TASK DESCRIPTION
Each line below that contains "rock" should be counted; give the total alone.

(Stored data)
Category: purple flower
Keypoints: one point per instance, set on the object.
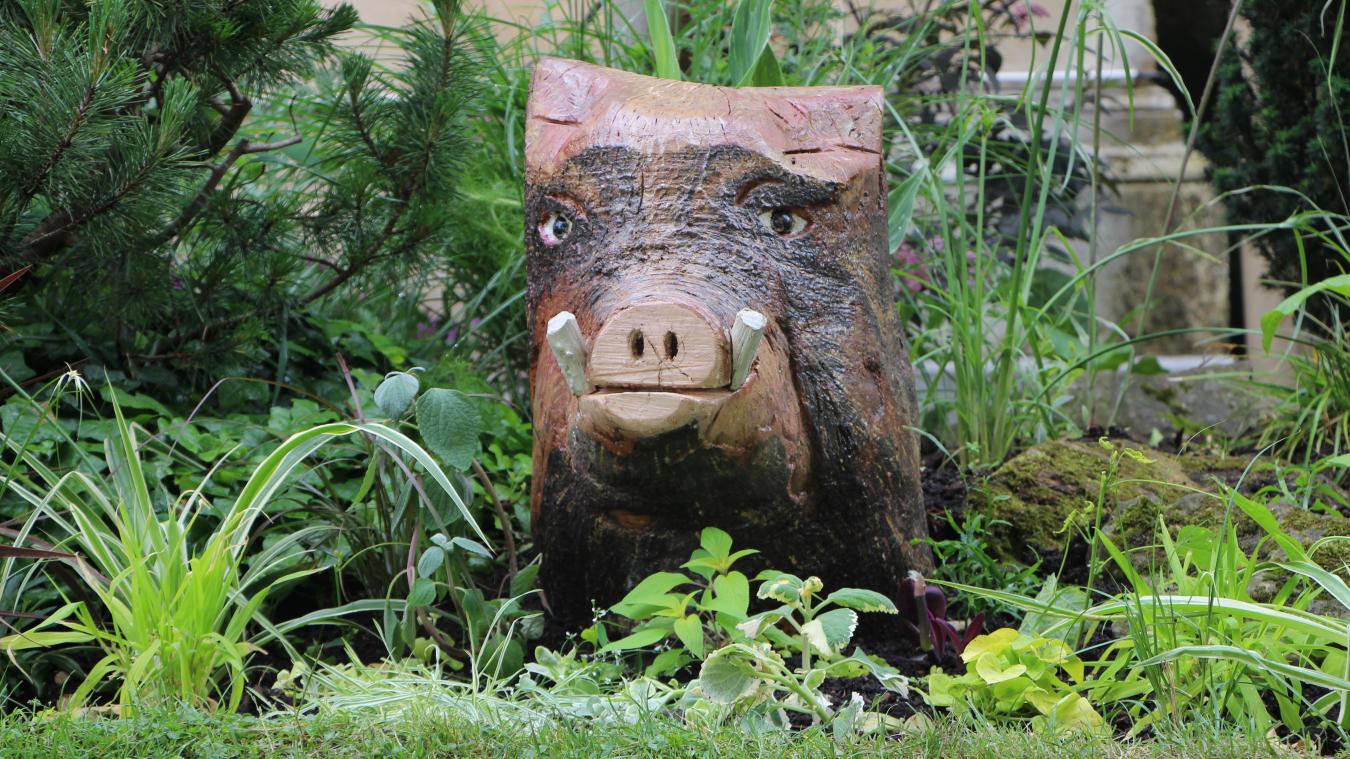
(924, 613)
(1022, 12)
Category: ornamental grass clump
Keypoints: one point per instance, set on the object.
(174, 613)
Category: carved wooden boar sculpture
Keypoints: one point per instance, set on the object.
(714, 339)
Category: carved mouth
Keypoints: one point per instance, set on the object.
(651, 412)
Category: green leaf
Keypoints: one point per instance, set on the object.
(690, 632)
(471, 546)
(651, 594)
(731, 596)
(902, 208)
(785, 588)
(725, 678)
(837, 625)
(423, 593)
(663, 43)
(641, 638)
(751, 27)
(716, 542)
(450, 426)
(396, 393)
(431, 561)
(1148, 366)
(1272, 320)
(667, 662)
(767, 72)
(863, 600)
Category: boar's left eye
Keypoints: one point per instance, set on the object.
(555, 227)
(783, 222)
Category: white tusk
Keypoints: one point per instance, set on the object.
(747, 332)
(564, 336)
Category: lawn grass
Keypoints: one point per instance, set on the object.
(369, 735)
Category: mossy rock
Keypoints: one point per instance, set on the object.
(1038, 492)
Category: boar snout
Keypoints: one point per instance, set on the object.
(655, 366)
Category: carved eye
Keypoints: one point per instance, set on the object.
(783, 222)
(555, 228)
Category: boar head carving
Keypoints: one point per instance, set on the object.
(714, 338)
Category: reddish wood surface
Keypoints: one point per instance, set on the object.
(689, 195)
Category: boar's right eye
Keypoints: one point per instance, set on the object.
(555, 227)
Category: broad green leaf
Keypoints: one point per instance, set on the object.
(396, 393)
(667, 662)
(902, 208)
(837, 625)
(991, 643)
(1272, 320)
(725, 678)
(471, 546)
(431, 561)
(716, 542)
(751, 27)
(652, 593)
(450, 424)
(783, 588)
(423, 593)
(663, 43)
(640, 638)
(690, 632)
(991, 670)
(863, 600)
(767, 72)
(731, 594)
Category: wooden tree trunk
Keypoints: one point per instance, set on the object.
(714, 334)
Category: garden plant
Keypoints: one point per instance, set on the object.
(272, 474)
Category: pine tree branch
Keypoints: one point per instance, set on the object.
(231, 119)
(218, 173)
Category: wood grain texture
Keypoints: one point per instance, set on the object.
(667, 187)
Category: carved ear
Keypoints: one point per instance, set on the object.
(563, 92)
(828, 118)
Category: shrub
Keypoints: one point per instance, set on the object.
(1279, 122)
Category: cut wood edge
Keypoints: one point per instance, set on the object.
(747, 334)
(650, 413)
(564, 338)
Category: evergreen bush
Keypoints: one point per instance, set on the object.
(181, 178)
(1279, 120)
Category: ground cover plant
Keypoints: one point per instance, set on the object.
(259, 515)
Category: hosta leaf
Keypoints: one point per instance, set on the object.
(837, 625)
(991, 670)
(783, 588)
(863, 600)
(396, 393)
(641, 638)
(995, 643)
(471, 546)
(716, 542)
(731, 594)
(423, 593)
(431, 561)
(651, 594)
(450, 424)
(725, 678)
(690, 632)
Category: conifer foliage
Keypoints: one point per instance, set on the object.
(181, 176)
(1280, 120)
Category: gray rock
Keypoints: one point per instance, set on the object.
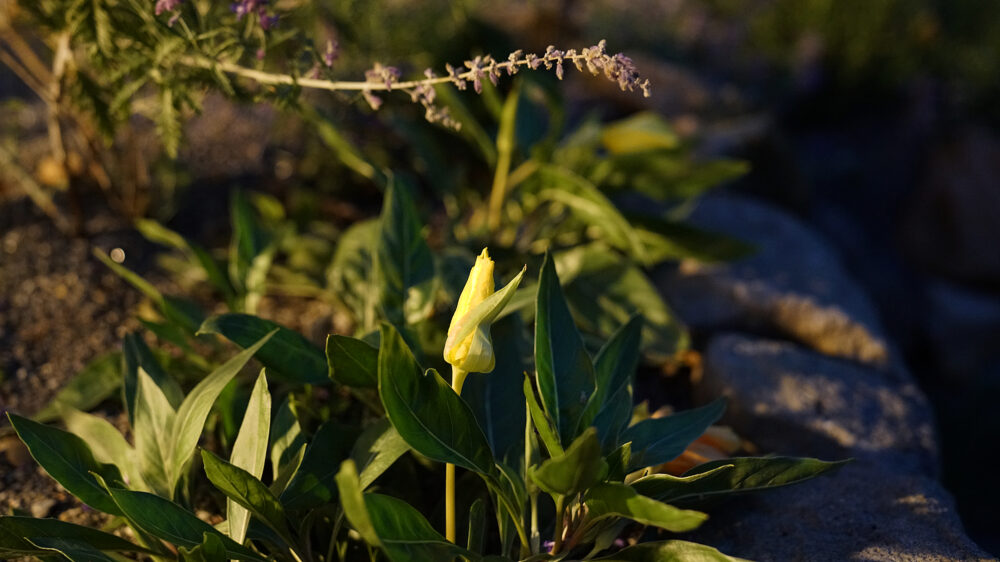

RESPONSE
2